PAGE EXTRACT ::

Otherwise, if it's possible to choose A[i] < B[i], choose the greatest possible value for A[i] < B[i]. Then proceed by choosing the largest available values for all subsequent array indices. (At this point you no longer need to worry about maintaining A[i] <= B[i], because we're already after an index where A[i] < B[i].) Return the result.
Otherwise, we need to backtrack to the last index where it was possible to choose A[i] < B[i], then use the approach in the previous bullet-point.
Note that, despite the need for backtracking, the very worst case here is three passes: one forward pass using the logic in the first bullet-point, one backward pass in backtracking to find the last index where A[i] < B[i] was possible, and then a final forward pass using the logic in the second bullet-point.
Because of the overhead of maintaining the ordered map, this requires O(n log m) time and O(m) extra space, where n is the total number of elements of A and m is the number of distinct elements. (Since m ≤ n, we can also express this as O(n log n) time and O(n) extra space.)
Note that if there's no solution, then the backtracking step will reach all the way to i == -1. You'll probably want to raise an exception if that happens.
Edited to add (2019-02-01):
In a now-deleted answer, גלעד ברקן summarizes the goal this way:
To be lexicographically smaller, the array must have an initial optional section from left to right where A[i] = B[i] that ends with an element A[j] < B[j]. To be closest to B, we want to maximise the length of that section, and then maximise the remaining part of the array.
So, with that summary in mind, another approach is to do two separate loops, where the first loop determines the length of the initial section, and the second loop actually populates A. This is equivalent to the above approach, but may make for cleaner code. So:
Build an ordered map of the counts of the distinct elements of A.
Initialize initial_section_length := -1.
Iterate through the array indices 0 to n−1, "withdrawing" elements from this map. For each index:
If it's possible to choose an as-yet-unused element of A that's less than the current element of B, set initial_section_length equal to the current array index. (Otherwise, don't.)
If it's not possible to choose an as-yet-unused element of A that's equal to the current element of B, break out of this loop. (Otherwise, continue looping.)
If initial_section_length == -1, then there's no solution; raise an exception.
Repeat step #1: re-build the ordered map.
Iterate through the array indices from 0 to initial_section_length-1, "withdrawing" elements from the map. For each index, choose an as-yet-unused element of A that's equal to the current element of B. (The existence of such an element is ensured by the first loop.)

REQUIRED WORK ::
In the page extract on choosing array values, why does the text say you can stop keeping A[i] <= B[i] after picking the greatest possible A[i] < B[i]? Reply in one to three sentences.

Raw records
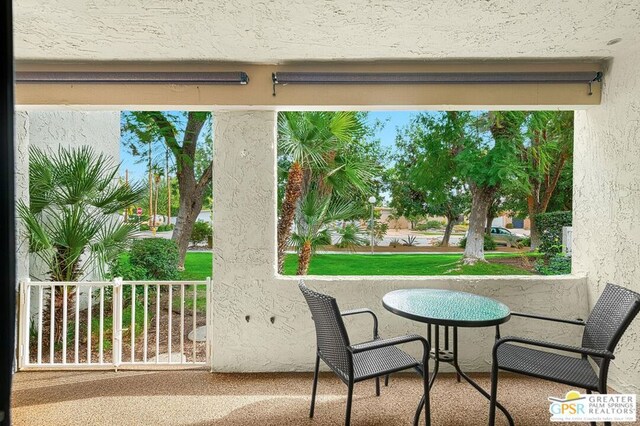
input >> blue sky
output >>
[120,111,418,180]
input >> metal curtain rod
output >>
[271,71,602,96]
[16,71,249,84]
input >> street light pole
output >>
[369,196,376,254]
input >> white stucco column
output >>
[212,111,276,371]
[14,111,29,285]
[573,50,640,393]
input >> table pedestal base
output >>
[413,324,514,426]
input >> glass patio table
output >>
[382,288,513,425]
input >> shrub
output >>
[156,224,173,232]
[108,252,149,281]
[336,223,367,250]
[427,220,446,229]
[414,220,445,231]
[189,220,213,245]
[534,254,571,275]
[458,235,497,251]
[130,238,178,281]
[367,220,389,245]
[534,212,572,257]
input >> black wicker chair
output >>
[489,284,640,425]
[298,281,431,425]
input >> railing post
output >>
[112,277,122,371]
[206,277,213,372]
[18,278,31,370]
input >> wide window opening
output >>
[277,110,573,275]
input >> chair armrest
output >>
[493,336,615,359]
[511,312,585,326]
[340,308,380,339]
[349,334,429,356]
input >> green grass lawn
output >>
[180,251,213,281]
[174,252,531,280]
[284,254,530,275]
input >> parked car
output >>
[491,226,526,246]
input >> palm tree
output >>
[291,188,365,275]
[278,111,363,273]
[17,146,145,339]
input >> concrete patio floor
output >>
[13,370,592,426]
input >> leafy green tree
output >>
[278,111,379,273]
[460,111,527,264]
[123,111,213,268]
[291,188,364,275]
[496,111,573,249]
[17,146,144,340]
[390,114,469,246]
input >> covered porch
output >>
[13,370,584,426]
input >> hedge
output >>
[534,212,572,256]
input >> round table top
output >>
[382,288,511,327]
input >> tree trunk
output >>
[171,182,206,270]
[484,208,493,237]
[462,185,496,265]
[296,241,311,275]
[278,162,303,274]
[440,216,456,247]
[529,213,540,251]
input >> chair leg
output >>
[489,359,498,426]
[309,355,320,418]
[344,382,353,426]
[422,365,431,426]
[585,389,598,426]
[598,385,611,426]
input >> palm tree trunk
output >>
[296,241,311,275]
[278,162,303,274]
[440,216,455,247]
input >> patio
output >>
[6,0,640,425]
[13,370,592,426]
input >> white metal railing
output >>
[18,278,212,369]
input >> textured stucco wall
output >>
[213,111,587,371]
[15,111,29,284]
[15,110,120,280]
[28,110,120,160]
[573,50,640,393]
[14,0,640,62]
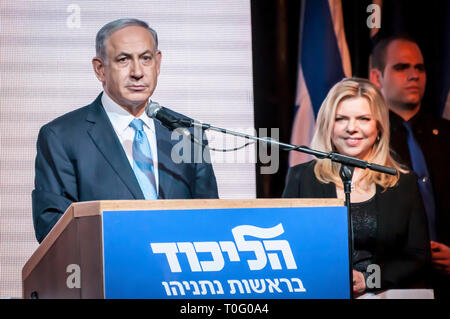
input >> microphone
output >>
[145,100,202,144]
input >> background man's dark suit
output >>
[32,94,218,242]
[389,110,450,299]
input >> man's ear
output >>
[369,69,383,89]
[155,50,162,75]
[92,57,105,83]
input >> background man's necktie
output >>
[403,122,437,240]
[130,119,158,199]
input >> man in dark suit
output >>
[32,19,218,242]
[370,36,450,298]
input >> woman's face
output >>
[331,97,378,160]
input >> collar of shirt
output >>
[102,92,155,136]
[102,92,159,193]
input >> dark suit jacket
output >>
[389,107,450,300]
[283,161,431,289]
[32,94,218,242]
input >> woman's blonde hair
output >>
[311,78,407,189]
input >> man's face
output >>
[378,40,427,110]
[93,26,161,115]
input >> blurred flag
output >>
[439,2,450,120]
[289,0,352,166]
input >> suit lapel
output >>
[86,94,144,199]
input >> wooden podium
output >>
[22,199,344,299]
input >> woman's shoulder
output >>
[289,160,317,175]
[397,171,417,187]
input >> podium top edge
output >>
[70,198,344,218]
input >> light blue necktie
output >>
[130,119,158,199]
[403,122,437,240]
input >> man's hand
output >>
[353,270,366,293]
[430,241,450,275]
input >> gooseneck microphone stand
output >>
[163,119,397,299]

THE SOLUTION ::
Once that choice is made, you are already past an index where A[i] < B[i]. That means A[i] <= B[i] no longer needs to hold for the later indices, so each of them can take the largest available value.